### MATERIAL FOR THE TASK ###

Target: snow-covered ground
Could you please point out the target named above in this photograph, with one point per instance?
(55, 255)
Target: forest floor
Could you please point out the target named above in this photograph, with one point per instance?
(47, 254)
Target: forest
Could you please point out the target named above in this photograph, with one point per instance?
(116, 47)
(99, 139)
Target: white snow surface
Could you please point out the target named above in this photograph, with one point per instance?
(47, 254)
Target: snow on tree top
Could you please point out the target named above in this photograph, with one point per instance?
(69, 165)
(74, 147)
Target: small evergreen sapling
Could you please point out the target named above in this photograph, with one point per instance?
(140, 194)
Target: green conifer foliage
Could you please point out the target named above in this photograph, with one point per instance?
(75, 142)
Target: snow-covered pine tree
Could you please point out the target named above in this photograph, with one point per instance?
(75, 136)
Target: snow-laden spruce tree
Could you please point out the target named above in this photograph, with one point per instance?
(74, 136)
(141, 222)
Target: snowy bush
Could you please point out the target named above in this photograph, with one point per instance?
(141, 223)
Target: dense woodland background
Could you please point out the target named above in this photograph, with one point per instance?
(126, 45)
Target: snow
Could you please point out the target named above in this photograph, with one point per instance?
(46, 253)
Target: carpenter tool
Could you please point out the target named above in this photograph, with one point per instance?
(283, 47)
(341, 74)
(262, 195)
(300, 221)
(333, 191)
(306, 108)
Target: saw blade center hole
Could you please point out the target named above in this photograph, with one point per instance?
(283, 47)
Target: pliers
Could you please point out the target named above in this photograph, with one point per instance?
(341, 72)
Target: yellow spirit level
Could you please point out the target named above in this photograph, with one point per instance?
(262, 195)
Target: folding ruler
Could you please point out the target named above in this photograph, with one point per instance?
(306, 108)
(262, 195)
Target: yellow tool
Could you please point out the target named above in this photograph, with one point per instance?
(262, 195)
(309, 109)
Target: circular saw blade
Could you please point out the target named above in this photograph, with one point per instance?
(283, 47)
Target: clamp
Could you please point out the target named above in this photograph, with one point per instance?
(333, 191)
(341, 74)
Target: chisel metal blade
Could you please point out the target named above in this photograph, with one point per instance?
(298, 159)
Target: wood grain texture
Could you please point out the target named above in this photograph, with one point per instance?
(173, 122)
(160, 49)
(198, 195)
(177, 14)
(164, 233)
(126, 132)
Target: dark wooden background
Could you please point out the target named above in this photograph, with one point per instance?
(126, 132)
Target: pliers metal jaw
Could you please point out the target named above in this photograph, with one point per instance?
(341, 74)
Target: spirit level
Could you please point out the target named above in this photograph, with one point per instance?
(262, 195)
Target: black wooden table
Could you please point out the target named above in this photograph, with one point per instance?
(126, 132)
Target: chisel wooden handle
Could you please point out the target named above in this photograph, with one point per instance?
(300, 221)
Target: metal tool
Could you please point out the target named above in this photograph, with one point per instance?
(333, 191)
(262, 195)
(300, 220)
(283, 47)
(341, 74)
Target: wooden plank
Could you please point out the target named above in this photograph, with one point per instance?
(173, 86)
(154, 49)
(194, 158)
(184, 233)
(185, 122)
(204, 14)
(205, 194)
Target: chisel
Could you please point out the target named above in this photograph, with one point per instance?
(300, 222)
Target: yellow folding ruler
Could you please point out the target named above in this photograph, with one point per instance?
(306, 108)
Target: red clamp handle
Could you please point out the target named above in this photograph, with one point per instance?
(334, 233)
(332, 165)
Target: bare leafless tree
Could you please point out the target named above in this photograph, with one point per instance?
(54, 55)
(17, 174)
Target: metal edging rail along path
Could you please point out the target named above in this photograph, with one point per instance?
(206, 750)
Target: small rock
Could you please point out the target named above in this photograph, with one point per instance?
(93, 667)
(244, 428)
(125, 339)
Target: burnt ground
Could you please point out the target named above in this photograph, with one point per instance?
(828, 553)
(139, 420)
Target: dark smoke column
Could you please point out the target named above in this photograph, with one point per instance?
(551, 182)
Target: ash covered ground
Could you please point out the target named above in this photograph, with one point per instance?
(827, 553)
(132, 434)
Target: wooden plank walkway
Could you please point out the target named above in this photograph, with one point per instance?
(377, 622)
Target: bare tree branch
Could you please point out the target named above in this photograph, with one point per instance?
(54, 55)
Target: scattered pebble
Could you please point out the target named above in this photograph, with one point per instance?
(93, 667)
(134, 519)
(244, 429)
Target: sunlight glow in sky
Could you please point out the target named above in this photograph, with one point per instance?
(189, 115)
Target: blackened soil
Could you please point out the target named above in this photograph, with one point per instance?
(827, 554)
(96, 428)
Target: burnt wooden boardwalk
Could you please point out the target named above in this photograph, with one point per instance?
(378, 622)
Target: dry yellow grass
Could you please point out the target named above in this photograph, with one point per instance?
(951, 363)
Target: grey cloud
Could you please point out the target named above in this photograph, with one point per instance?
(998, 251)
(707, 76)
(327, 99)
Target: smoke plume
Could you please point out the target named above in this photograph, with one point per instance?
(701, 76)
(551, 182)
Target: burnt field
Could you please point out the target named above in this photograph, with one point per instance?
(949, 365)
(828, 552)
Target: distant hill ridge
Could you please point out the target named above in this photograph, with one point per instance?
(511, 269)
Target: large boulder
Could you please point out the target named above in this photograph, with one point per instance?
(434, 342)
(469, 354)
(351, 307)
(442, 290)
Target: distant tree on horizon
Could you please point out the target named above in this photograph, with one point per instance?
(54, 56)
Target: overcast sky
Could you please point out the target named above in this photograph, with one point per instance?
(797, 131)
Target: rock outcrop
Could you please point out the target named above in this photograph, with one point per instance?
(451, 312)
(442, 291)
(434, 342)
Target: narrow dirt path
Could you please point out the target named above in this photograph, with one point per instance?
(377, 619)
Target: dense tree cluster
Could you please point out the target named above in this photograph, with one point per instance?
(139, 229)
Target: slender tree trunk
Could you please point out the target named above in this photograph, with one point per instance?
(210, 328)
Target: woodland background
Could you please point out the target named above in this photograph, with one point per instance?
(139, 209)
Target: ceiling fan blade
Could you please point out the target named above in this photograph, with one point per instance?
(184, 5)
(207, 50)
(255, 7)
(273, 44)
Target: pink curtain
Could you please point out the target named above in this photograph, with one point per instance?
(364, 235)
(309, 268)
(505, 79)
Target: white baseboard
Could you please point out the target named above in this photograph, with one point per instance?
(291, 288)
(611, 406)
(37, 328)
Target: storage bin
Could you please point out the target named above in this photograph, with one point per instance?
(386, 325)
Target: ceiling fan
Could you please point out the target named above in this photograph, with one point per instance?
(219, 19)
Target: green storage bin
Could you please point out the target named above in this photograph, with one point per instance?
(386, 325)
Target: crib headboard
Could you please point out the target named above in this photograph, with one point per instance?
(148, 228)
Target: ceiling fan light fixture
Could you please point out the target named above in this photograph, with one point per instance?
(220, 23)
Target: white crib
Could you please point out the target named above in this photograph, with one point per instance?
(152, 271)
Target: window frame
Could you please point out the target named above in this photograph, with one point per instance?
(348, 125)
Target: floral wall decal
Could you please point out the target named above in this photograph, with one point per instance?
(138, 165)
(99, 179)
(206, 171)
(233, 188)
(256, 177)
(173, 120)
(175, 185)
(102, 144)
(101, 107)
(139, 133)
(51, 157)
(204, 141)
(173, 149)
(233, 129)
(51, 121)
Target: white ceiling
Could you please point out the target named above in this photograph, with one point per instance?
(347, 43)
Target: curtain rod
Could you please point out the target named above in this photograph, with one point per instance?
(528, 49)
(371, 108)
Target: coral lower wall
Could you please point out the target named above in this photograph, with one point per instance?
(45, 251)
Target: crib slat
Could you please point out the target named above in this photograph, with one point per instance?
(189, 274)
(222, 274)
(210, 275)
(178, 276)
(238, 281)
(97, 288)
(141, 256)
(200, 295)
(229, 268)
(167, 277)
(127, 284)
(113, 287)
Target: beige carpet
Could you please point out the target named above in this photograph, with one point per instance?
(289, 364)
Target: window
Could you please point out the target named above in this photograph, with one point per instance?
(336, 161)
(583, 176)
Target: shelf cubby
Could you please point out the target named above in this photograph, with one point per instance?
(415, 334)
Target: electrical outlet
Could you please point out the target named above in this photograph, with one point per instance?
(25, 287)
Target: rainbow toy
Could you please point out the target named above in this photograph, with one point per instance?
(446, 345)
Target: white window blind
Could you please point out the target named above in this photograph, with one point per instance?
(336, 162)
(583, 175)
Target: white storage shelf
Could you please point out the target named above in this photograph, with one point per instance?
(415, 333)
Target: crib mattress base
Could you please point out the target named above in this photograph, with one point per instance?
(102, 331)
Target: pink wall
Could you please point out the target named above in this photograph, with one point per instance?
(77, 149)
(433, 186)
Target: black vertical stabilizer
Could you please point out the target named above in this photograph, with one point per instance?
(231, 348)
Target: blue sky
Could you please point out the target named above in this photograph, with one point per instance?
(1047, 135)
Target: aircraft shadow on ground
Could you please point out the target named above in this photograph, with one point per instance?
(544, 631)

###

WHAT IS NEEDED: Everything starting at the line containing "Target: snowy bush" and ending at the line containing "Target: pliers metal jaw" in the records above should be repeated exactly, and only that.

TASK RESULT:
Target: snowy bush
Could you please point out the target named above in this photograph, with one point per instance?
(141, 223)
Target: dense woodland background
Could you please point out the target named above in this photograph, with one point per instance?
(126, 45)
Target: snow
Could you please point out the target named above in this photograph, with one point per instance?
(46, 253)
Target: carpenter tool
Could you please point out the target named above in this photograph, with one point per instance?
(283, 47)
(341, 74)
(262, 195)
(300, 221)
(333, 191)
(306, 108)
Target: saw blade center hole
Could you please point out the target named above in this photograph, with one point per instance?
(283, 47)
Target: pliers
Could you please point out the target named above in this photograph, with one point per instance?
(341, 72)
Target: yellow spirit level
Could you please point out the target named above in this photograph, with one point per instance?
(262, 195)
Target: folding ruler
Could you please point out the target named above in this photograph, with one point per instance?
(306, 108)
(262, 195)
Target: yellow tool
Could you please point out the target named above in this photograph, with one point per instance?
(262, 195)
(309, 109)
Target: circular saw blade
Could you please point out the target named above in this photograph, with one point per instance?
(283, 47)
Target: clamp
Could you please point out the target named above in this photograph, with one point per instance?
(333, 191)
(341, 74)
Target: chisel metal blade
Could you please point out the target named above in this photograph, with one point per instance?
(298, 159)
Target: wood grain texture
Could you please point out the target named above in this photograph, with one point per instance?
(173, 122)
(160, 49)
(198, 195)
(177, 14)
(164, 233)
(126, 132)
Target: dark wooden background
Could you please point out the target named above in this photograph, with one point per instance?
(126, 132)
Target: pliers metal jaw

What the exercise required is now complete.